(Required action)
Lines containing the string "hand": how many are there below? Answer with the number only.

(Referring expression pointing data)
********
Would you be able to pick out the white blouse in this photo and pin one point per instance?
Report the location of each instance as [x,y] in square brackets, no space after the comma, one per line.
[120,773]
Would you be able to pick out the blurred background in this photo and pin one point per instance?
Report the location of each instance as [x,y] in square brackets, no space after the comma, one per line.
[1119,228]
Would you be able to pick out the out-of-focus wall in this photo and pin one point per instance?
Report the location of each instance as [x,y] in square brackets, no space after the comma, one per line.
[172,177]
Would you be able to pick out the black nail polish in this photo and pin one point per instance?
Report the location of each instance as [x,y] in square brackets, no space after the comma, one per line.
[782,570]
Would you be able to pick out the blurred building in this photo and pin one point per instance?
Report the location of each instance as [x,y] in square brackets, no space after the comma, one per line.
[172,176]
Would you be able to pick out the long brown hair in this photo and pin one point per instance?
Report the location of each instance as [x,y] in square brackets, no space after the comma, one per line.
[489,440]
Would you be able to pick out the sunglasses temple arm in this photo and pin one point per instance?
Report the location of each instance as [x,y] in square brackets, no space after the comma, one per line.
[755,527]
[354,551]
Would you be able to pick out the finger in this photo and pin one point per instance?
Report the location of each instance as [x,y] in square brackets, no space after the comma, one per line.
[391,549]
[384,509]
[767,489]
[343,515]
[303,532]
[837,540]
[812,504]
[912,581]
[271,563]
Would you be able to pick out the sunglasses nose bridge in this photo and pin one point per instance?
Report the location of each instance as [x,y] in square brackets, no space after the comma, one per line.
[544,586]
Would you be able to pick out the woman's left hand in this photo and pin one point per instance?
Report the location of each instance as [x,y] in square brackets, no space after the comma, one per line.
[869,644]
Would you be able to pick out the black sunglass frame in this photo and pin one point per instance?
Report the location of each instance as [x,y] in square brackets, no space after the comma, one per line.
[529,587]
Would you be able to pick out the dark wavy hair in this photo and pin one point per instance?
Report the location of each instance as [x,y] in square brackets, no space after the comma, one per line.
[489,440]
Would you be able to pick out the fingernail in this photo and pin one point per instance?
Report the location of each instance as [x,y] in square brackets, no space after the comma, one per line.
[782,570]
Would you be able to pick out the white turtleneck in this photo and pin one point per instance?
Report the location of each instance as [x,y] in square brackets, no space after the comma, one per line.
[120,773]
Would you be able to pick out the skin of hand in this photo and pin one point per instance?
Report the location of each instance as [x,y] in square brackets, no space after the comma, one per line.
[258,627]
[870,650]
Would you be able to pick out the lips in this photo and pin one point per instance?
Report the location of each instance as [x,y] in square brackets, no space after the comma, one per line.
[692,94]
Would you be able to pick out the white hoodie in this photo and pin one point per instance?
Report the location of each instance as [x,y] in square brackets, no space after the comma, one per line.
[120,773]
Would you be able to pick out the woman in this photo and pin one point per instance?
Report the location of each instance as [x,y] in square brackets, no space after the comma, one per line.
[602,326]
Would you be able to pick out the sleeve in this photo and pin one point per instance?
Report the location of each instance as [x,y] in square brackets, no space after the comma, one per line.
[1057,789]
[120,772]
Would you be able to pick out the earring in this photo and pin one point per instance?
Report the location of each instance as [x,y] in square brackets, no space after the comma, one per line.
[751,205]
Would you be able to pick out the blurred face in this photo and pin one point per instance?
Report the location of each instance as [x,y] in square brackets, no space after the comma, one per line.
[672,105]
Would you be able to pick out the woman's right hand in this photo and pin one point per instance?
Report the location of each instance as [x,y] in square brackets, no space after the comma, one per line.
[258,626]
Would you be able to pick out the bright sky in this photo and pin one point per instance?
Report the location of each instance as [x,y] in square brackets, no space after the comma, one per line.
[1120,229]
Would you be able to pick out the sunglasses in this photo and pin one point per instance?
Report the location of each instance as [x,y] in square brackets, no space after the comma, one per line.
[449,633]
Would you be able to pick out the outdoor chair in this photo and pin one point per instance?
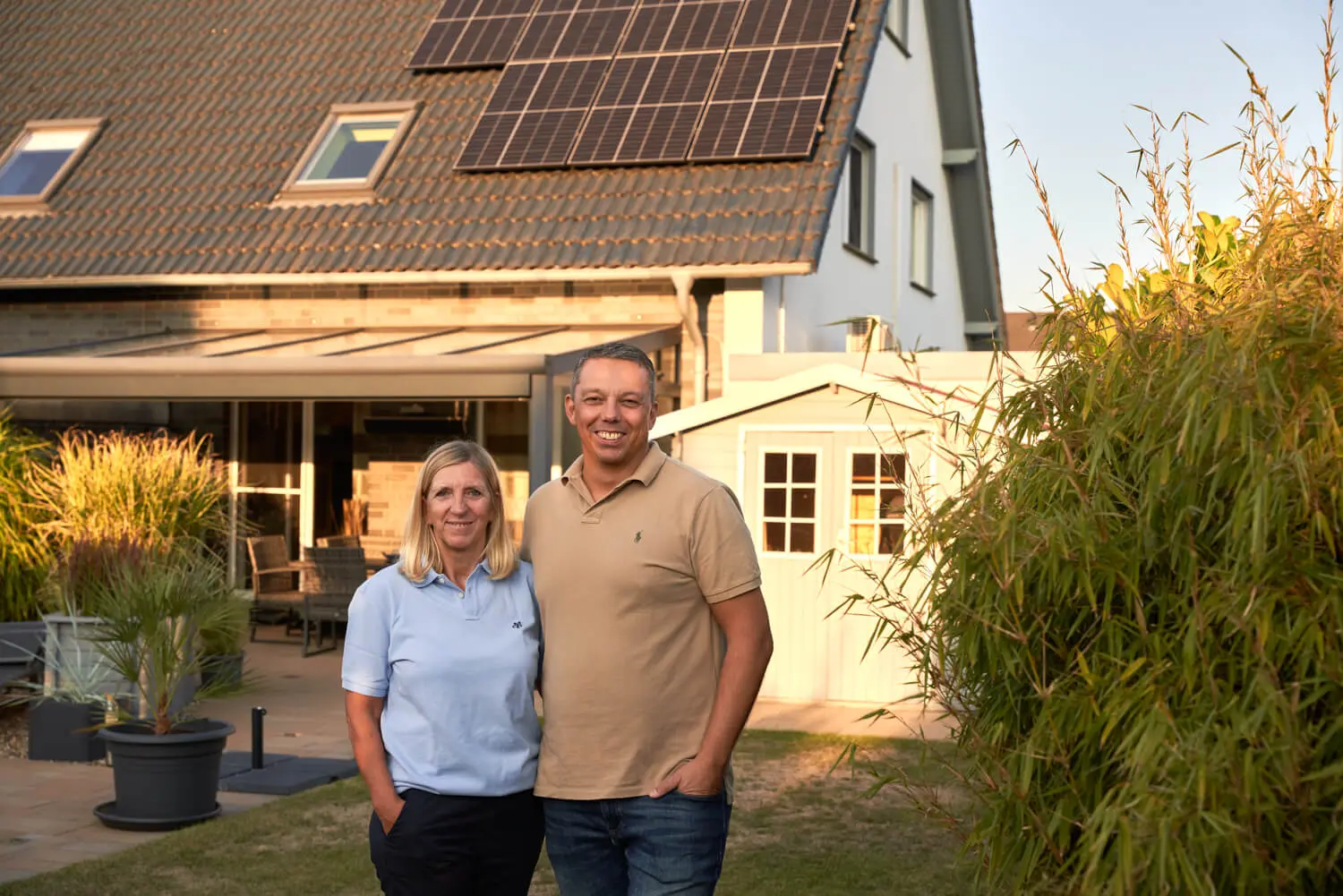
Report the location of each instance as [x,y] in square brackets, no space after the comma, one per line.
[338,542]
[329,579]
[276,597]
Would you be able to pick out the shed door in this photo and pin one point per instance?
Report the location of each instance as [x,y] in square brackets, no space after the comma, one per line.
[805,493]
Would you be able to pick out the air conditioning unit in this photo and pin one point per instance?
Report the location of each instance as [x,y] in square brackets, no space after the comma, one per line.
[868,335]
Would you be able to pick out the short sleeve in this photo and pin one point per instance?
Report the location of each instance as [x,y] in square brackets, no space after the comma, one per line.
[364,668]
[722,551]
[526,550]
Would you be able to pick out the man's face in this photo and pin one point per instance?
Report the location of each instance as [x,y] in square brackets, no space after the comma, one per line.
[612,410]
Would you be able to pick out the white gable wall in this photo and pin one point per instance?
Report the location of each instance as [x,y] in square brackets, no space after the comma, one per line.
[899,117]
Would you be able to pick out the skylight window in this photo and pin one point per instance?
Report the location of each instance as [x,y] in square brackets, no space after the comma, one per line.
[39,158]
[349,153]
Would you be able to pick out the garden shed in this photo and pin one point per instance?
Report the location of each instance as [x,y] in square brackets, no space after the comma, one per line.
[819,465]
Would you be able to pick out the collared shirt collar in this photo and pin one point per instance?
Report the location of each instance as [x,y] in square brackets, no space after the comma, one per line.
[645,474]
[434,576]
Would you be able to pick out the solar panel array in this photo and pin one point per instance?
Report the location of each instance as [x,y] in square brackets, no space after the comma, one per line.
[617,82]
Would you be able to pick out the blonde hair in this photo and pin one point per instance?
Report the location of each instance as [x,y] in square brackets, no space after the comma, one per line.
[419,549]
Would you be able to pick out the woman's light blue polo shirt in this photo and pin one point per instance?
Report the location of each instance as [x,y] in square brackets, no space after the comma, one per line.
[457,670]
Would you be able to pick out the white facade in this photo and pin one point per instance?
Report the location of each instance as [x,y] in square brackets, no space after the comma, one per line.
[899,117]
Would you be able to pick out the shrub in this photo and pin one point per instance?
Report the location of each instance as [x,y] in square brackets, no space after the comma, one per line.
[110,498]
[1133,610]
[23,551]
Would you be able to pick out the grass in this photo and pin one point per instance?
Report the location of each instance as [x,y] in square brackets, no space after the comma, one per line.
[797,828]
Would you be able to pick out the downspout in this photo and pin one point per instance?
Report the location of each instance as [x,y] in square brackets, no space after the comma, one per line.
[684,282]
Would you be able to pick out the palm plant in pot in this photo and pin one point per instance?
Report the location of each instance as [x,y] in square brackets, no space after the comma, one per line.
[166,761]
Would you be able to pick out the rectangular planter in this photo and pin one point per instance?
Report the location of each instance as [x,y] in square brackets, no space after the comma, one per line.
[56,731]
[72,640]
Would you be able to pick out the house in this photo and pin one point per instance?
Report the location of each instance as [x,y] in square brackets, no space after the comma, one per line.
[840,453]
[332,234]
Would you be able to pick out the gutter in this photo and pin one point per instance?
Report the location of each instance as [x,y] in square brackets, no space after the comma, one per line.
[403,278]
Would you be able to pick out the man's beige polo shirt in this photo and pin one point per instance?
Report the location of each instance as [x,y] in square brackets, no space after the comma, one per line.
[631,651]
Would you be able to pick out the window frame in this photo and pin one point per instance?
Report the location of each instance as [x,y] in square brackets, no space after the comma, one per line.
[876,522]
[865,152]
[37,203]
[300,192]
[762,517]
[920,193]
[899,32]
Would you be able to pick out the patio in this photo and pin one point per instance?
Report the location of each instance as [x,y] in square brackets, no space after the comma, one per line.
[48,823]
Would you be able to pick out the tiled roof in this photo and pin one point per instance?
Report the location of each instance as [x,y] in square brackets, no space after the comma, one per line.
[210,104]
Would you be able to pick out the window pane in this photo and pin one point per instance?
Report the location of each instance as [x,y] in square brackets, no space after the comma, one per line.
[892,538]
[803,468]
[861,539]
[856,196]
[29,172]
[803,539]
[351,150]
[862,504]
[920,238]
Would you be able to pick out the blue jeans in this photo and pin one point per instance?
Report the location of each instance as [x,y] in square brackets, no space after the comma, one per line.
[637,847]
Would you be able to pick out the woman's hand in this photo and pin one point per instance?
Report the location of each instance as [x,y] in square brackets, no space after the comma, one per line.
[389,813]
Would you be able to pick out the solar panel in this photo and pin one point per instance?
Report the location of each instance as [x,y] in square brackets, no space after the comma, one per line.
[473,34]
[574,29]
[647,109]
[534,115]
[774,81]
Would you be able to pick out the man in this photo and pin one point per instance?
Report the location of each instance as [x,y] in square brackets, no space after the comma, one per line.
[655,643]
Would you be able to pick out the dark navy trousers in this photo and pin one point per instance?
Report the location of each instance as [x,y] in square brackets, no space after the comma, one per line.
[458,845]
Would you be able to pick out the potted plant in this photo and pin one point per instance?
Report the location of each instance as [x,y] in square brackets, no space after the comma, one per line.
[222,648]
[69,703]
[166,762]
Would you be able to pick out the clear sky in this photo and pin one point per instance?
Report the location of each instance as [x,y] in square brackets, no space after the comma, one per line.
[1064,75]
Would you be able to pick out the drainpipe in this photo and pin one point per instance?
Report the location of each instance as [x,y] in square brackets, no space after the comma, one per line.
[684,282]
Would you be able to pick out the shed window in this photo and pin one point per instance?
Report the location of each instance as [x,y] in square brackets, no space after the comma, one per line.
[876,504]
[789,501]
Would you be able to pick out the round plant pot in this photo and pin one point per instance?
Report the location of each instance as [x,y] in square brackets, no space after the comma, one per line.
[164,781]
[222,670]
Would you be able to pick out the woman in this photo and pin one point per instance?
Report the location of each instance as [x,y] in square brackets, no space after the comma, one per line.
[441,661]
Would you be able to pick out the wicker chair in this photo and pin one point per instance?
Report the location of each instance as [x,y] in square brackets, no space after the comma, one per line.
[330,576]
[276,598]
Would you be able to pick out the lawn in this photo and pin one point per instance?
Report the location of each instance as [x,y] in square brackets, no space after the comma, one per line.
[797,828]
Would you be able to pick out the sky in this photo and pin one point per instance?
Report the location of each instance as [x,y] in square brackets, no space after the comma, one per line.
[1064,75]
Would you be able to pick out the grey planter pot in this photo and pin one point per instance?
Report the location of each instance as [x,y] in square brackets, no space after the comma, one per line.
[59,731]
[70,638]
[164,782]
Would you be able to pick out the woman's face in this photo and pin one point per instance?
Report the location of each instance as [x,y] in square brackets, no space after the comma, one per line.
[458,509]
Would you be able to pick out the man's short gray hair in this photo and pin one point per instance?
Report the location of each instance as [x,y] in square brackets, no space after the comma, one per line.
[618,352]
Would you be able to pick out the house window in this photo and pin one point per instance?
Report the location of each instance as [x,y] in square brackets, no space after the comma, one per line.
[897,23]
[920,239]
[39,158]
[861,193]
[349,153]
[790,501]
[876,504]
********
(Response to this task)
4